• _Task description_: Write out the school funding speech again, everything from "Years 5 and 6 of this funding model are absolutely" down to "this chamber tonight.", and replace "teachers" with "educators" throughout.

START Text for analysis

Years 5 and 6 of this funding model are absolutely critical—to deliver to those teachers who have honed their skills who have found new ways of working. Years 5 and 6 of this funding model are supposed to roll in and give them the resources they need to sustain and continue and refine the things that they are learning. I hate to think what is going to happen to the schools in my electorate that are aiming so high and working so hard if years 5 and 6 do not deliver the resources that they need. We have teachers working incredibly hard. The morale of the teachers across this country will sink—it will fall off a cliff—if this legislation passes this evening, if this government is allowed to implement this fake equity funding model that they are bringing into this chamber tonight.
They want to reintroduce the Howard model to our school system, to all sectors. I note our Prime Minister was on my television screen, saying that he was going to 'end the funding wars'. The funding wars ended when the reform and this funding model were delivered. The funding wars ended when that government stood at polling booths at schools across this country and said: 'Dollar for dollar, we will deliver exactly what Labor has promised.' Yet in here today they stand and read from scripts and say they are going to put in a pittance of what is required, a pittance of what the study and the review found our schools need. It is an absolute pittance.
This is a shameful day. This is an absolute opportunity that everyone agreed was required for Australia to compete. It was required for all Australian children to get the quality education that they deserve, so that we could walk in our country and say, 'Postcode will not determine your future'. That is where this debate started, and tonight those opposite want to wind that debate back.
There have been lists. There has been lots of talk about numbers. We know it is a $22.3 billion cut. I know that in Lalor that is an extraordinary amount of money being pulled out of our schools, because it is $21.5 million across the next two years. There have been lots of figures used tonight by those opposite. But I have a few figures that might shock them. The electorate of Indi is set to lose over $1,800 per student towards reaching that SRS; Mallee, $1,800; Gippsland, $1,600; Wannon, $1,600 per student. The electorate of Murray will lose $1,600 per student; Dunkley $1,344 per student across that electorate. That is the difference we are talking about, and this is for the next two years. In McMillan, the figure is nearly $1,300 per student; Corangamite, $1,200 per student; Deakin, $1,100 per student; Chisholm, $1,044 per student; and Casey, $1,000 per student.

END Text for analysis
START Available data

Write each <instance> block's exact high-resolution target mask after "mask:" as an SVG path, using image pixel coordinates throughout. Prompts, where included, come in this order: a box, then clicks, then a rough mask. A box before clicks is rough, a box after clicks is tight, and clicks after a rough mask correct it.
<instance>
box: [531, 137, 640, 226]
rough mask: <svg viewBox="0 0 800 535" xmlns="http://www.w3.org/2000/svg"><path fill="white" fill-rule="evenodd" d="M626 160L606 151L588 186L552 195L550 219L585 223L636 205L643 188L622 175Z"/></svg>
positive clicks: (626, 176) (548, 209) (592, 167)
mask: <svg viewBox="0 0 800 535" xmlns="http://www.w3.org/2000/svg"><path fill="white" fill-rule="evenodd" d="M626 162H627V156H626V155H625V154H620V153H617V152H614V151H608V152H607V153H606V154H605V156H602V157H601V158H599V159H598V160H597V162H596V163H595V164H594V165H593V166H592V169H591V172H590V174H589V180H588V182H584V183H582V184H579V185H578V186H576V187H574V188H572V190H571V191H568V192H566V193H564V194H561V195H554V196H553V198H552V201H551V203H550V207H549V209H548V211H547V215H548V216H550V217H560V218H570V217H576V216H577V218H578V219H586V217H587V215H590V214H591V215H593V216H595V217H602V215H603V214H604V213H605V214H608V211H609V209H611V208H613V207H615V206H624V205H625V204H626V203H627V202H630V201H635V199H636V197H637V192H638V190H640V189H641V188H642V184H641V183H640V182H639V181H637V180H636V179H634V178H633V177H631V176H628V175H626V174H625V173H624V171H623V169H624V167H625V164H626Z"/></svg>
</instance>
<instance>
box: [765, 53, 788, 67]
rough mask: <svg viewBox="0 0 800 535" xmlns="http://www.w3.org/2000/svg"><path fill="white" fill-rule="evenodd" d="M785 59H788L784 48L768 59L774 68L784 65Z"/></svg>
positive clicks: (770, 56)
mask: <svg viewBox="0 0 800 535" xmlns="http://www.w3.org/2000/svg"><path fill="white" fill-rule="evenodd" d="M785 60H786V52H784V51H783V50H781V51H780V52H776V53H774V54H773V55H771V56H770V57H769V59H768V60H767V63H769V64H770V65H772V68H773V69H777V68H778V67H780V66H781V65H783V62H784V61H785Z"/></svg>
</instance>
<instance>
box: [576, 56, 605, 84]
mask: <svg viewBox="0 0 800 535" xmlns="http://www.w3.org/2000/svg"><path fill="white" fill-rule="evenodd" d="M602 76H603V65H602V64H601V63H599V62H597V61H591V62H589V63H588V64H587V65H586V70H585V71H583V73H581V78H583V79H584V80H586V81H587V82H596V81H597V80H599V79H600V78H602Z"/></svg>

END Available data

• _Worked solution_:
Years 5 and 6 of this funding model are absolutely critical—to deliver to those educators who have honed their skills who have found new ways of working. Years 5 and 6 of this funding model are supposed to roll in and give them the resources they need to sustain and continue and refine the things that they are learning. I hate to think what is going to happen to the schools in my electorate that are aiming so high and working so hard if years 5 and 6 do not deliver the resources that they need. We have educators working incredibly hard. The morale of the educators across this country will sink—it will fall off a cliff—if this legislation passes this evening, if this government is allowed to implement this fake equity funding model that they are bringing into this chamber tonight.